Dans une volée de varechs et de galets, les culbutes des soudards en herbe croisant le fer pour la possession d’un talus rocheux et jouant avec emphase à qui pourra le mieux simuler la mort.
Dos au mur, jambes croisées, se tenant désespérément à distance des frêles clameurs auxquelles son corps tendu pour mieux entendre brûle et refuse de s’unir.
Oubliant les raisons qu’il a d’être en larmes pour faire face, poings fermés, jarrets tendus, à ceux qui le narguent, trop faible pour les réduire, mais l’œil si méchant qu’ils prennent peur et battent en retraite, comme interloqués à la vue de ce visage méconnaissable qui, une fois franchies les limites du jeu, a l’éclat meurtrier d’une folie impossible à contenir.
Vêtu d’une vareuse en toile à rayures blanches et noires dont le col pavillonne au-dessus de sa chevelure ourlée de soleil, les mollet dans la flaque où vibrent les crevettes, le sel du large lui soufflant sa poudre au visage qu’il pigmente et rosit comme un brugnon. Sur la déchirure du couchant, par-delà les brise-lames battues d’écume, les nuages, le glorieux feu de leur duvet. »
Le vent du large souffle dans la prose de Louis-René des Forêts. Prose, ou plutôt faudrait-il parler de versets, tant l’unité de souffle organise chaque strophe du long poème que représente OstinatoMais Des Forêts donne un autre sens à la forme biblique des versets, à qui Paul Claudel, dans la première moitié du XXesiècle, insuffla une nouvelle vigueur. Contre « les quatre murs de la Règle », signe de la probable appartenance du personnage à un ordre monastique, se déchaîne une énergie qui renoue avec les éléments déchaînés et la sensualité la plus hédoniste. Le verset se fait la voix d’une cosmogonie panthéiste.
Un parfum de Bretagne se dégage des « varechs », « vareuse » et autres « crevettes ». Ce monde minéral, que l’on croit immobile, s’agite sous nos yeux au gré des mots et du rythme. Une étrange énergie anime les « talus rocheux », « chevelure » et « brise-lames ». Et, sans changer d’apparence, sans physiquement bouger, le visage se fait « brugnon », et les nuages « duvet ». La force des versets de Des Forêts réside dans cette transmutation continue et non-narrative du monde. Comme si, à l’instar du personnage, la seule contemplation des choses déployait les énergies latentes qui les habitent, auxquelles le langage donne une forme fluide qui s’adapte à leurs expansions.Sans récit donc, la voix du poète met en branle le monde, ou plutôt révèle le mouvement qui anime jusqu’aux choses qu’on pensait les plus immobiles. On pourrait se plaindre du caractère peu moderne, voire « romantique », de cette conception de la poésie. Mais qu’importe : le sublime éclate en chaque mot.

= = =

Répondez à ces questions sur le passage présenté :
(a) À quel poète le commentaire attribue-t-il, dans la première moitié du XXe siècle, une nouvelle vigueur donnée à la forme biblique des versets ?
(b) De quelle région se dégage un parfum, selon le commentaire ?
(c) À quoi le visage est-il comparé dans la strophe qui commence par « Vêtu d'une vareuse » ?

= = =

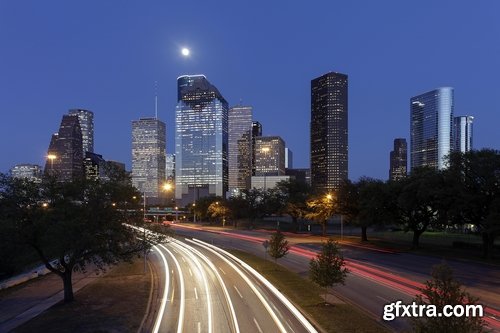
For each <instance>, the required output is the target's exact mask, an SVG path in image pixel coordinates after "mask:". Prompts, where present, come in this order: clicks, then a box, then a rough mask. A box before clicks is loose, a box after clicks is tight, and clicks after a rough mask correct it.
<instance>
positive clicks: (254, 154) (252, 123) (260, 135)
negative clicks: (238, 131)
mask: <svg viewBox="0 0 500 333" xmlns="http://www.w3.org/2000/svg"><path fill="white" fill-rule="evenodd" d="M259 136H262V124H261V123H260V122H258V121H253V122H252V176H255V138H257V137H259Z"/></svg>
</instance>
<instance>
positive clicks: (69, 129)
mask: <svg viewBox="0 0 500 333" xmlns="http://www.w3.org/2000/svg"><path fill="white" fill-rule="evenodd" d="M83 157H84V156H83V148H82V131H81V129H80V121H79V120H78V116H72V115H63V117H62V120H61V125H60V127H59V131H58V132H57V133H55V134H53V135H52V139H51V140H50V145H49V150H48V152H47V161H46V163H45V173H46V174H47V175H52V176H55V177H57V179H58V180H60V181H72V180H74V179H77V178H79V177H82V176H83Z"/></svg>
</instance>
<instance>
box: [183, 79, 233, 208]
mask: <svg viewBox="0 0 500 333" xmlns="http://www.w3.org/2000/svg"><path fill="white" fill-rule="evenodd" d="M177 88H178V89H177V93H178V96H177V107H176V111H175V198H176V201H177V203H178V205H180V206H184V205H186V204H188V203H191V202H194V201H196V200H198V199H199V198H201V197H205V196H221V197H225V196H226V192H227V190H228V104H227V101H226V100H225V99H224V97H223V96H222V95H221V93H220V92H219V90H218V89H217V88H216V87H215V86H213V85H212V84H210V82H209V81H208V80H207V78H206V77H205V76H204V75H184V76H181V77H179V78H178V79H177Z"/></svg>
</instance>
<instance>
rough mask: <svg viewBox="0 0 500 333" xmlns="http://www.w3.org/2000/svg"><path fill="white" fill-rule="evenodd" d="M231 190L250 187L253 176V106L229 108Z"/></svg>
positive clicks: (236, 192)
mask: <svg viewBox="0 0 500 333" xmlns="http://www.w3.org/2000/svg"><path fill="white" fill-rule="evenodd" d="M228 128H229V133H228V135H229V142H228V147H229V152H228V164H229V170H228V174H229V192H230V193H231V194H236V193H237V192H238V191H239V190H244V189H249V188H250V177H251V176H252V107H251V106H234V107H232V108H230V109H229V116H228Z"/></svg>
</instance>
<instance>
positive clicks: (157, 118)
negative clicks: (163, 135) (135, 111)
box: [155, 81, 158, 119]
mask: <svg viewBox="0 0 500 333" xmlns="http://www.w3.org/2000/svg"><path fill="white" fill-rule="evenodd" d="M155 119H158V81H155Z"/></svg>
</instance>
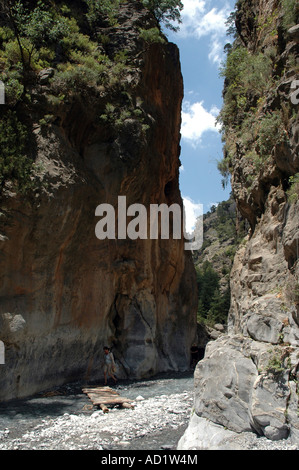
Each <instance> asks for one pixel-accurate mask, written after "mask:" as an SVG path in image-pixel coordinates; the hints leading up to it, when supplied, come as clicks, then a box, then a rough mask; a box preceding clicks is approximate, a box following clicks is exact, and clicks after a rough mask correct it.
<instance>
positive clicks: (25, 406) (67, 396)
mask: <svg viewBox="0 0 299 470" xmlns="http://www.w3.org/2000/svg"><path fill="white" fill-rule="evenodd" d="M94 385H103V384H101V383H98V384H94ZM109 385H110V386H112V387H113V389H115V390H116V391H117V392H118V393H119V394H120V395H121V396H125V397H126V398H129V399H131V400H133V404H134V409H132V410H130V409H121V408H117V407H114V408H111V409H110V410H109V413H103V411H102V410H100V409H98V408H97V407H94V406H92V403H91V401H90V400H89V398H88V397H87V395H85V394H84V393H83V392H82V388H83V387H84V384H80V383H76V384H71V385H67V386H65V387H61V388H60V389H57V390H53V391H50V392H48V393H47V394H41V395H37V396H35V397H31V398H29V399H26V400H20V401H15V402H10V403H7V404H1V405H0V450H172V449H173V450H174V449H175V448H176V446H177V443H178V441H179V439H180V438H181V436H182V435H183V433H184V432H185V429H186V428H187V426H188V422H189V418H190V413H191V411H192V406H193V372H192V371H190V372H188V373H186V374H171V375H169V374H168V375H167V374H166V375H163V376H159V377H155V378H154V379H151V380H143V381H135V382H129V381H123V382H120V383H119V384H117V385H116V386H114V385H112V384H111V383H109Z"/></svg>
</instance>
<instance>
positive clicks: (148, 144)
mask: <svg viewBox="0 0 299 470" xmlns="http://www.w3.org/2000/svg"><path fill="white" fill-rule="evenodd" d="M77 3H78V2H77ZM140 27H143V28H150V27H157V22H156V20H155V19H154V17H153V15H152V14H151V13H149V12H148V11H147V10H146V9H145V8H143V6H142V4H141V3H140V2H125V3H122V4H121V5H120V9H119V11H118V14H117V24H116V25H111V24H108V23H105V22H104V20H103V21H102V24H99V27H98V28H99V31H98V33H99V34H100V35H102V37H103V36H104V35H105V42H104V45H102V44H100V45H99V47H101V48H102V50H103V51H104V49H105V53H106V54H107V57H113V56H115V54H116V53H118V52H121V51H124V50H125V51H126V59H125V60H126V63H128V64H129V66H128V67H127V68H124V71H123V74H122V78H121V80H122V83H123V84H124V85H125V92H126V93H127V95H130V100H131V101H130V102H131V103H133V105H134V110H138V113H137V112H135V114H134V113H133V114H132V113H131V115H126V116H123V117H122V120H121V122H119V123H118V124H117V126H116V125H112V124H111V123H110V122H108V123H107V119H106V120H105V119H104V118H103V119H99V115H104V114H105V112H106V110H107V103H109V100H110V101H111V102H113V103H114V109H116V110H117V104H115V103H116V102H117V99H118V98H119V96H117V93H116V92H115V89H113V87H112V86H111V87H110V89H109V90H108V91H107V89H105V88H104V87H98V88H96V89H95V90H93V91H91V92H90V93H89V94H88V93H85V94H84V90H83V91H82V93H81V94H80V93H78V92H74V93H72V94H71V95H70V96H69V98H68V99H67V100H65V101H62V102H61V103H60V104H59V105H57V104H56V103H55V108H53V107H52V108H51V106H49V104H48V102H46V100H45V96H46V95H49V94H50V93H52V94H53V90H52V88H51V87H53V84H52V82H51V77H52V76H53V74H54V75H55V73H56V71H55V67H54V68H50V69H46V70H42V71H41V72H39V75H38V79H37V80H36V81H35V82H34V87H32V90H31V92H32V94H33V95H34V100H35V107H33V108H32V109H33V111H32V115H31V116H30V118H31V121H32V122H31V129H32V139H33V141H34V146H35V179H38V180H39V181H40V182H41V184H40V185H39V188H38V189H36V190H35V191H34V192H33V193H30V195H28V194H25V195H24V194H20V193H19V192H17V191H15V190H14V187H13V185H12V183H11V182H10V181H6V182H5V185H4V186H3V191H2V196H1V207H2V209H1V238H0V240H1V241H0V249H1V255H0V256H1V264H0V280H1V282H0V332H1V334H0V339H1V340H2V341H3V342H4V344H5V365H0V400H2V401H3V400H9V399H13V398H20V397H25V396H28V395H30V394H34V393H36V392H39V391H42V390H47V389H49V388H51V387H56V386H58V385H59V384H62V383H65V382H68V381H72V380H84V381H88V380H96V379H102V376H103V375H102V349H103V346H104V345H108V346H110V347H112V348H113V353H114V355H115V359H116V362H117V372H116V374H117V375H118V377H130V378H141V377H148V376H151V375H154V374H155V373H158V372H162V371H181V370H186V369H188V368H189V363H190V346H191V344H192V342H193V341H194V338H195V335H196V307H197V295H196V289H195V285H196V281H195V273H194V268H193V263H192V259H191V255H190V253H189V252H187V251H184V241H183V240H173V239H171V240H161V239H158V240H149V239H147V240H140V239H138V240H129V239H125V240H118V239H116V240H107V239H106V240H99V239H97V238H96V235H95V227H96V223H97V222H98V221H99V219H98V218H96V217H95V210H96V208H97V206H98V205H100V204H102V203H108V204H111V205H112V206H113V207H114V208H115V209H116V215H117V202H118V196H126V198H127V205H128V206H129V205H131V204H135V203H139V204H143V205H144V206H145V207H146V208H149V206H150V204H162V203H165V204H168V205H170V204H172V203H177V204H179V205H180V207H182V199H181V195H180V190H179V166H180V161H179V155H180V123H181V102H182V98H183V80H182V75H181V70H180V60H179V52H178V49H177V47H176V46H175V45H173V44H171V43H168V42H167V40H166V38H163V41H160V42H157V41H151V42H144V40H142V39H141V38H140V34H139V29H140ZM107 38H108V39H107ZM56 86H57V84H56ZM114 86H117V85H114ZM124 94H125V93H123V95H124ZM112 100H114V101H112ZM41 112H42V115H49V114H50V115H51V119H49V121H50V122H47V125H46V126H45V125H44V123H43V125H42V124H41V122H40V117H41ZM140 115H142V116H143V118H144V121H143V122H142V123H141V122H140V118H139V116H140ZM104 117H105V118H106V117H107V116H104ZM144 124H145V125H144Z"/></svg>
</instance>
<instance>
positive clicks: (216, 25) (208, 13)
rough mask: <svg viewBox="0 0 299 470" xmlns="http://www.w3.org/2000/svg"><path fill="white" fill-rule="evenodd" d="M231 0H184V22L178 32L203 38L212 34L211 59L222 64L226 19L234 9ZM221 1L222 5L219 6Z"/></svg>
mask: <svg viewBox="0 0 299 470" xmlns="http://www.w3.org/2000/svg"><path fill="white" fill-rule="evenodd" d="M229 2H230V3H232V2H231V0H220V1H219V0H218V5H217V7H215V6H212V4H214V3H216V2H215V1H213V2H212V1H211V0H183V4H184V9H183V10H182V24H181V25H180V31H179V32H178V34H179V35H180V36H181V37H189V36H192V37H195V38H197V39H201V38H203V37H207V36H210V52H209V59H210V60H211V61H212V62H213V63H216V64H218V65H219V64H220V63H221V60H222V57H223V48H224V45H225V42H226V30H227V27H226V24H225V23H226V20H227V18H228V16H229V14H230V12H231V10H232V5H230V4H229ZM219 3H220V6H219Z"/></svg>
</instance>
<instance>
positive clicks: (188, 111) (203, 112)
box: [181, 101, 219, 146]
mask: <svg viewBox="0 0 299 470" xmlns="http://www.w3.org/2000/svg"><path fill="white" fill-rule="evenodd" d="M218 113H219V109H218V108H217V107H216V106H213V107H212V108H211V110H210V111H208V110H206V109H205V108H204V105H203V101H201V102H196V103H193V104H190V103H189V102H185V103H184V107H183V111H182V127H181V134H182V138H183V139H185V140H187V141H189V142H190V143H191V144H192V145H193V146H196V145H197V144H198V143H200V141H201V138H202V135H203V134H204V133H205V132H207V131H213V132H219V127H218V126H217V125H216V117H217V115H218Z"/></svg>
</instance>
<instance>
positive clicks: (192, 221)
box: [183, 196, 203, 234]
mask: <svg viewBox="0 0 299 470" xmlns="http://www.w3.org/2000/svg"><path fill="white" fill-rule="evenodd" d="M183 202H184V209H185V226H186V227H185V228H186V232H187V233H189V234H191V233H192V232H193V231H194V229H195V224H196V220H197V218H198V217H200V216H202V214H203V205H202V204H197V203H196V202H194V201H192V199H191V198H189V197H188V196H183Z"/></svg>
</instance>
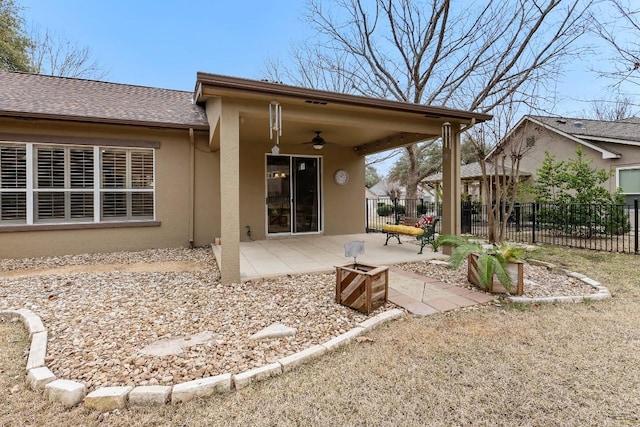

= = =

Réponse |
(a) Paul Claudel.
(b) La Bretagne.
(c) À un brugnon.